## Given records

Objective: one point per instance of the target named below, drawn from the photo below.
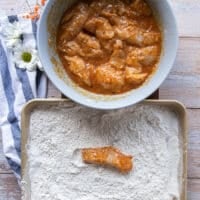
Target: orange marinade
(109, 46)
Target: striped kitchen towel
(20, 81)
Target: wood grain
(187, 13)
(194, 144)
(183, 83)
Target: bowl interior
(53, 67)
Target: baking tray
(25, 120)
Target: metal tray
(25, 120)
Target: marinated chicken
(110, 156)
(109, 46)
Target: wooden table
(182, 84)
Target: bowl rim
(143, 91)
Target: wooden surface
(182, 84)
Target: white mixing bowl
(46, 40)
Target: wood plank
(194, 143)
(193, 189)
(4, 167)
(187, 13)
(183, 82)
(9, 189)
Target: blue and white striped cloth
(17, 86)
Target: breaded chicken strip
(110, 156)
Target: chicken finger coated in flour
(109, 156)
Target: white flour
(149, 133)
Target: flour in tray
(150, 133)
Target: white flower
(12, 33)
(27, 58)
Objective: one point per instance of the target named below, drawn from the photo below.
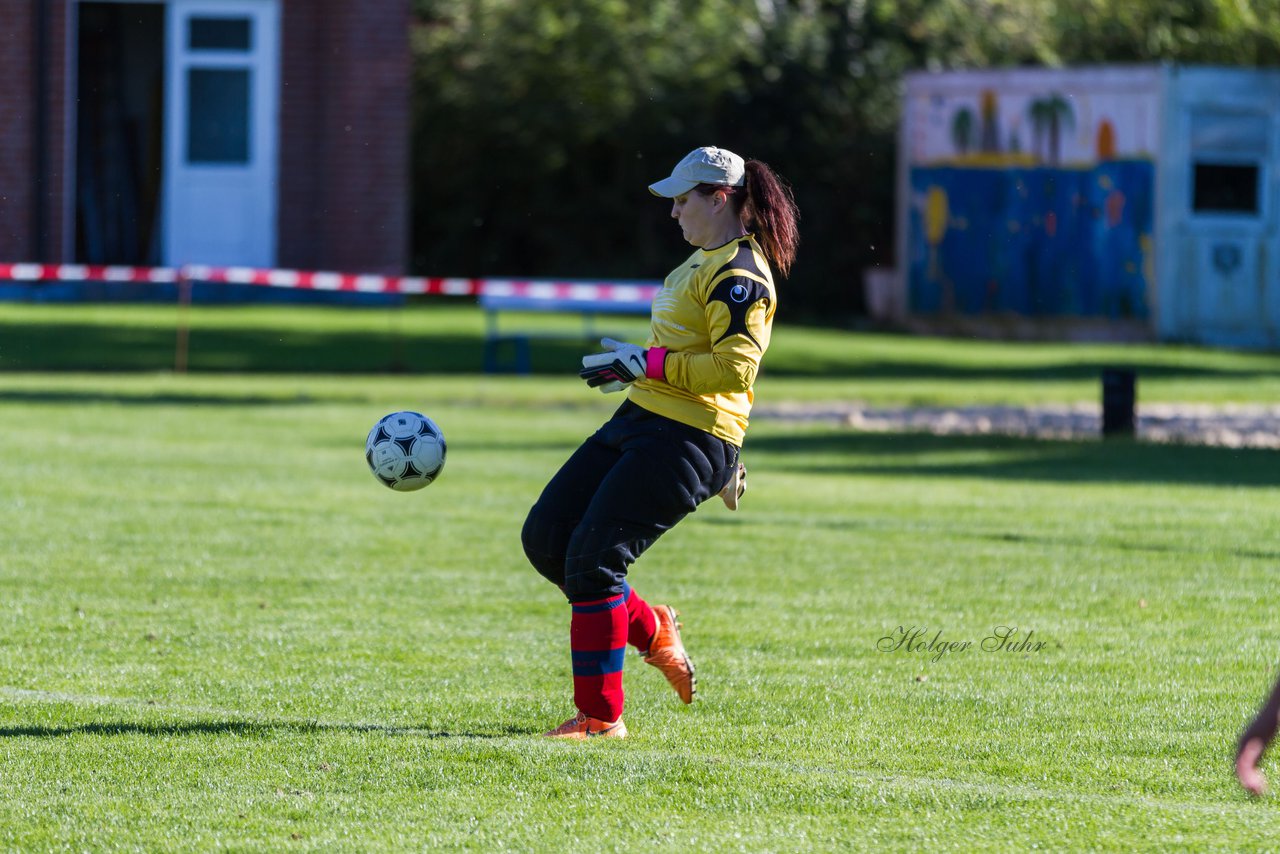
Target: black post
(1119, 396)
(40, 129)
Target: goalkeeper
(675, 441)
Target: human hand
(616, 368)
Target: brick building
(241, 132)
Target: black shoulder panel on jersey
(739, 293)
(744, 260)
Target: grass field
(219, 630)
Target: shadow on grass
(255, 729)
(35, 396)
(86, 346)
(92, 347)
(1087, 368)
(913, 455)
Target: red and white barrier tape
(314, 281)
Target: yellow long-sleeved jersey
(713, 315)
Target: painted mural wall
(1031, 195)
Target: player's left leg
(666, 470)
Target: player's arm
(1253, 743)
(740, 319)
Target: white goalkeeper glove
(621, 365)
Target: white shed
(1147, 193)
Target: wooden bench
(586, 298)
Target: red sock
(641, 625)
(597, 639)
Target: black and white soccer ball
(405, 451)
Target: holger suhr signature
(917, 639)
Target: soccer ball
(405, 451)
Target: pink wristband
(656, 362)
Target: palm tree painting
(1050, 117)
(961, 131)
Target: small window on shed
(220, 33)
(1225, 188)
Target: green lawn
(444, 337)
(219, 630)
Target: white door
(222, 129)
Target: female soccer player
(1255, 740)
(675, 441)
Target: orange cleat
(584, 727)
(735, 488)
(667, 653)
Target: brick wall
(344, 135)
(19, 238)
(344, 97)
(17, 138)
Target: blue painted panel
(1032, 240)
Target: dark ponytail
(771, 211)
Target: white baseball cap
(705, 165)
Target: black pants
(627, 484)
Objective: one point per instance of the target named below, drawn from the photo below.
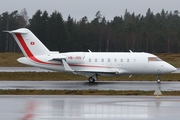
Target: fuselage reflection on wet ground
(89, 107)
(85, 85)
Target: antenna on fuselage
(89, 50)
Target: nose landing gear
(158, 79)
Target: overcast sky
(80, 8)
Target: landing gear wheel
(91, 80)
(158, 80)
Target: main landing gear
(158, 79)
(93, 79)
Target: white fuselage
(103, 63)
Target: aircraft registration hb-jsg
(90, 64)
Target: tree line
(154, 33)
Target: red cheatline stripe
(28, 52)
(91, 66)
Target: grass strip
(57, 76)
(84, 92)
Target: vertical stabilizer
(29, 44)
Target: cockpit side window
(154, 59)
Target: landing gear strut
(158, 79)
(93, 79)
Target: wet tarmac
(85, 85)
(89, 107)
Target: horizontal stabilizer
(66, 66)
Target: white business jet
(90, 64)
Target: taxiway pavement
(66, 107)
(85, 85)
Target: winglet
(7, 31)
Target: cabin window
(109, 60)
(102, 60)
(154, 59)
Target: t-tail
(29, 44)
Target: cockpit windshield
(154, 59)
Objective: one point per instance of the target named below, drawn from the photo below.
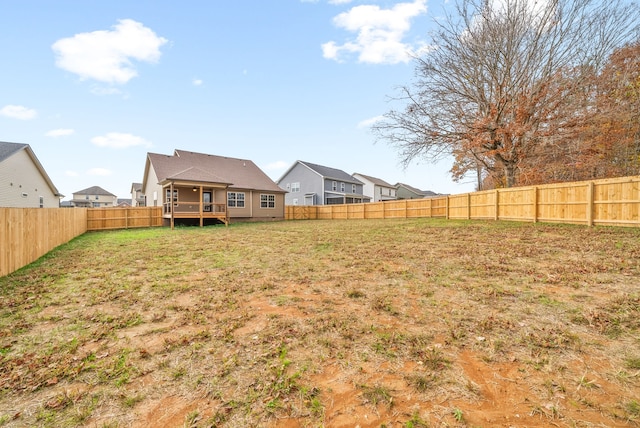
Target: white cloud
(278, 165)
(18, 112)
(102, 172)
(379, 33)
(117, 140)
(106, 55)
(368, 122)
(103, 90)
(59, 133)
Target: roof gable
(9, 149)
(94, 190)
(374, 180)
(201, 167)
(331, 173)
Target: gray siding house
(377, 189)
(23, 181)
(312, 184)
(94, 197)
(404, 191)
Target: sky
(94, 85)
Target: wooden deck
(193, 210)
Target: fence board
(614, 202)
(123, 218)
(29, 233)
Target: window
(235, 199)
(267, 201)
(175, 196)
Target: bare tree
(505, 77)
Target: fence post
(535, 204)
(446, 208)
(590, 204)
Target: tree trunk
(510, 174)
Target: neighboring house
(23, 181)
(94, 197)
(311, 184)
(404, 191)
(378, 190)
(137, 198)
(201, 188)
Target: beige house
(94, 197)
(23, 181)
(197, 188)
(137, 198)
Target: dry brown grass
(396, 323)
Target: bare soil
(407, 323)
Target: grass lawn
(372, 323)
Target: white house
(23, 181)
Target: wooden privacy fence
(612, 202)
(123, 218)
(26, 234)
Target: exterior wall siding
(22, 185)
(153, 192)
(310, 183)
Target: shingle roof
(94, 190)
(201, 167)
(8, 149)
(333, 173)
(374, 180)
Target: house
(404, 191)
(311, 184)
(137, 198)
(94, 197)
(200, 188)
(23, 181)
(378, 190)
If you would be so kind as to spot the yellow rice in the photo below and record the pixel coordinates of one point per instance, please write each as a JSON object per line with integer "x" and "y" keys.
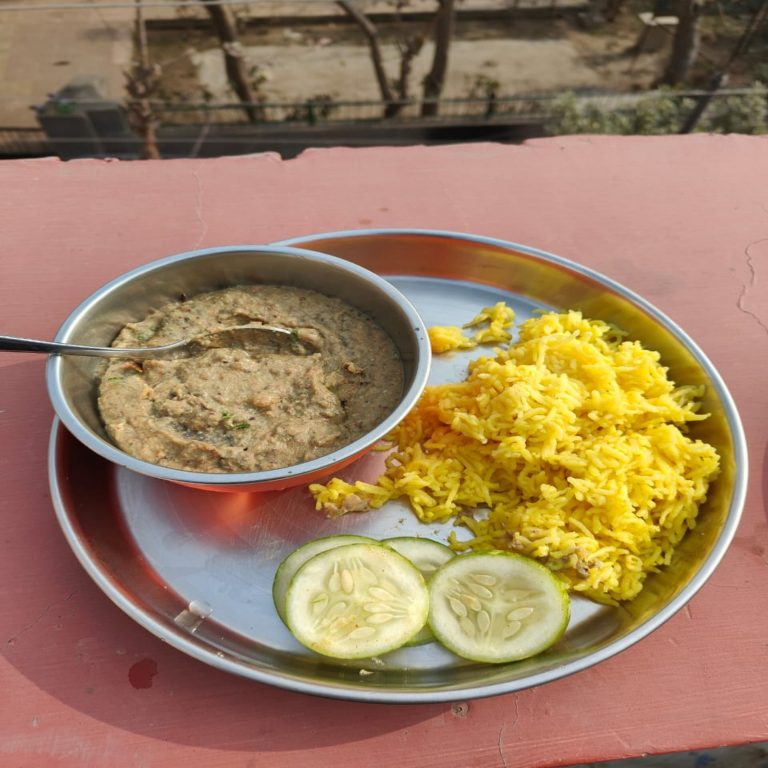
{"x": 569, "y": 446}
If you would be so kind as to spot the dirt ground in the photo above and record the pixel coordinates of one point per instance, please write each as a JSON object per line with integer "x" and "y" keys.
{"x": 514, "y": 57}
{"x": 332, "y": 60}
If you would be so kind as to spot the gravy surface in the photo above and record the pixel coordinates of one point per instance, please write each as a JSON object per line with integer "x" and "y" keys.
{"x": 264, "y": 407}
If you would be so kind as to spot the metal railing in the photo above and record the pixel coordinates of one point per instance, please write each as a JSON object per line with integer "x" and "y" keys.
{"x": 201, "y": 118}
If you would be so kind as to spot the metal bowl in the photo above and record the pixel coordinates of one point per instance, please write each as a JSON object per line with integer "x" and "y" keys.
{"x": 73, "y": 381}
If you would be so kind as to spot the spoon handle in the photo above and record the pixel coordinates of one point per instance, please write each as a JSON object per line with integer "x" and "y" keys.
{"x": 16, "y": 344}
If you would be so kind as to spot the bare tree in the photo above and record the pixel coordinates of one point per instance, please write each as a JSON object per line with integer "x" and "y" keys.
{"x": 720, "y": 77}
{"x": 394, "y": 92}
{"x": 685, "y": 44}
{"x": 435, "y": 79}
{"x": 234, "y": 61}
{"x": 142, "y": 81}
{"x": 368, "y": 28}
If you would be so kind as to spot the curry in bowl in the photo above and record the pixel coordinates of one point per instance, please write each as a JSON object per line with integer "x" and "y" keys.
{"x": 257, "y": 408}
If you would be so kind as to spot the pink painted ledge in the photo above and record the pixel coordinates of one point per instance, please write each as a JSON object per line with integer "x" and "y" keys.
{"x": 683, "y": 221}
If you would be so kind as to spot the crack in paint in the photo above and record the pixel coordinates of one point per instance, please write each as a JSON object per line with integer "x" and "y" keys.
{"x": 750, "y": 284}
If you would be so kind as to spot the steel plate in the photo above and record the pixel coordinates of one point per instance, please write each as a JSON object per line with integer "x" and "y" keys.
{"x": 196, "y": 568}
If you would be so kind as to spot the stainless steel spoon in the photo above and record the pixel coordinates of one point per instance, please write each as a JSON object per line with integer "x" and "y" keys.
{"x": 236, "y": 336}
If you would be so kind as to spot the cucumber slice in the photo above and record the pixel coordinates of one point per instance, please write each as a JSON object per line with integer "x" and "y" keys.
{"x": 427, "y": 555}
{"x": 497, "y": 607}
{"x": 356, "y": 601}
{"x": 287, "y": 569}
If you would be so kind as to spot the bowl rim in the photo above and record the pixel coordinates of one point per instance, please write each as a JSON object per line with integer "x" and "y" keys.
{"x": 294, "y": 473}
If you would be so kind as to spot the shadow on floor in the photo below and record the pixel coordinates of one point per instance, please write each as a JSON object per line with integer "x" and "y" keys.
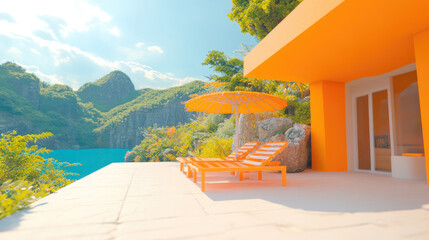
{"x": 326, "y": 192}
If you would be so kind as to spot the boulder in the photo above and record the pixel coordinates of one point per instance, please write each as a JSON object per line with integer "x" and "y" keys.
{"x": 247, "y": 127}
{"x": 271, "y": 127}
{"x": 129, "y": 156}
{"x": 297, "y": 153}
{"x": 167, "y": 151}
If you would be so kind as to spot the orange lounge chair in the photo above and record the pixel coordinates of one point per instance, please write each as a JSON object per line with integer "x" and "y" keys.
{"x": 258, "y": 161}
{"x": 243, "y": 151}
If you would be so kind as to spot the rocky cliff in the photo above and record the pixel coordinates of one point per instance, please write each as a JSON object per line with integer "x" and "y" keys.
{"x": 15, "y": 77}
{"x": 128, "y": 134}
{"x": 106, "y": 113}
{"x": 108, "y": 91}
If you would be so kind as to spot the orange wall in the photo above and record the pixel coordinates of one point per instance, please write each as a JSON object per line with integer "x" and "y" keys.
{"x": 421, "y": 45}
{"x": 328, "y": 126}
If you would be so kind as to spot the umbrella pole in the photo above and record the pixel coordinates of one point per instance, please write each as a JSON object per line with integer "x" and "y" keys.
{"x": 237, "y": 138}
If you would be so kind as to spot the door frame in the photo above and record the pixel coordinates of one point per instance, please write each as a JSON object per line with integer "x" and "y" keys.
{"x": 362, "y": 87}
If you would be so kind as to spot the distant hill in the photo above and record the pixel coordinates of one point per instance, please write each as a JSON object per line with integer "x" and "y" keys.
{"x": 105, "y": 113}
{"x": 109, "y": 91}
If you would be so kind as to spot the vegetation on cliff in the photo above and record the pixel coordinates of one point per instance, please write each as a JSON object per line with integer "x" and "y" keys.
{"x": 109, "y": 91}
{"x": 259, "y": 17}
{"x": 25, "y": 175}
{"x": 206, "y": 136}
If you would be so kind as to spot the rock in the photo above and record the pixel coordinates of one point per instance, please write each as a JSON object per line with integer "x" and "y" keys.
{"x": 130, "y": 156}
{"x": 271, "y": 127}
{"x": 296, "y": 155}
{"x": 168, "y": 151}
{"x": 127, "y": 133}
{"x": 247, "y": 127}
{"x": 108, "y": 91}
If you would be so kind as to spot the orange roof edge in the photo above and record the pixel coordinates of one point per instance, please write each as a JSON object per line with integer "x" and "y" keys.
{"x": 304, "y": 16}
{"x": 339, "y": 41}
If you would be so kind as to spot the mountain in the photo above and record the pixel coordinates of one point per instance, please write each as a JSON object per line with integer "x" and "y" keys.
{"x": 109, "y": 91}
{"x": 106, "y": 113}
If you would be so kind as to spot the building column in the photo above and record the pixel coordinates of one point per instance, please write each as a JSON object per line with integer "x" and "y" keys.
{"x": 421, "y": 48}
{"x": 328, "y": 126}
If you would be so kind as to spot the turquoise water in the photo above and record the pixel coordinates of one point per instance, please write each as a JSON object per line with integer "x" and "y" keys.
{"x": 91, "y": 159}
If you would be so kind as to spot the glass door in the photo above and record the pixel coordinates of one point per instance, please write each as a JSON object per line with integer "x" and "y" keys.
{"x": 381, "y": 126}
{"x": 373, "y": 132}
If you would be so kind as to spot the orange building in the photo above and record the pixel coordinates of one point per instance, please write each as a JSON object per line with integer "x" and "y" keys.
{"x": 367, "y": 63}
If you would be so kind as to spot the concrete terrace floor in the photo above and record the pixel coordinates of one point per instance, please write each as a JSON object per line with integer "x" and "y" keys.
{"x": 156, "y": 201}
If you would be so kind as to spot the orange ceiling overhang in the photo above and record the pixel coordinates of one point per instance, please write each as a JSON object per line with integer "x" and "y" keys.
{"x": 339, "y": 40}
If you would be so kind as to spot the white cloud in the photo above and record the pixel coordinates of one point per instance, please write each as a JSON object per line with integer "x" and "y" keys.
{"x": 14, "y": 51}
{"x": 72, "y": 16}
{"x": 156, "y": 49}
{"x": 115, "y": 31}
{"x": 51, "y": 79}
{"x": 35, "y": 51}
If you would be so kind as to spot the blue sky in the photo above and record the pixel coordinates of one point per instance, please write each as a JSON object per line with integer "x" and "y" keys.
{"x": 158, "y": 44}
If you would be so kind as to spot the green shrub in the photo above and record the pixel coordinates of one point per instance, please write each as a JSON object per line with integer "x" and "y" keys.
{"x": 216, "y": 147}
{"x": 226, "y": 129}
{"x": 302, "y": 113}
{"x": 25, "y": 175}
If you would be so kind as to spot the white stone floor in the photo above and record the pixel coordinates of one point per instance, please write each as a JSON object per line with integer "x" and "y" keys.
{"x": 156, "y": 201}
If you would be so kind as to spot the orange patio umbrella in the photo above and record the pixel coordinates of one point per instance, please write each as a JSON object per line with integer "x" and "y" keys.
{"x": 237, "y": 103}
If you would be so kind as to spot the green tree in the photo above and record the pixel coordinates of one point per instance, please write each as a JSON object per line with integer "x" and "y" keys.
{"x": 25, "y": 175}
{"x": 259, "y": 17}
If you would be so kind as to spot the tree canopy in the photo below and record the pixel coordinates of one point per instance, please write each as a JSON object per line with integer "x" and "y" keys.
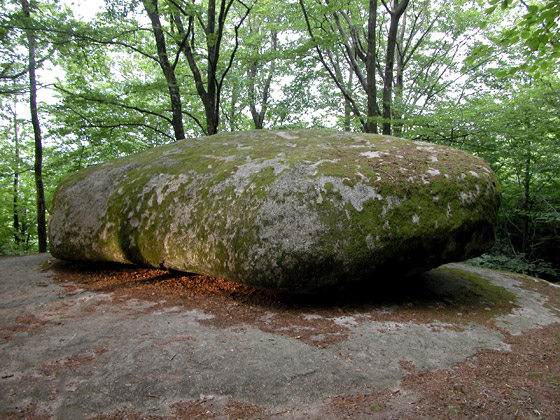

## Exercise instructions
Collect every line from the entries above that contains the word "landing", treating uppercase and lowercase as different.

## Result of this exercise
Target: nose landing gear
Target: landing gear wheel
Target: main landing gear
Target: landing gear strut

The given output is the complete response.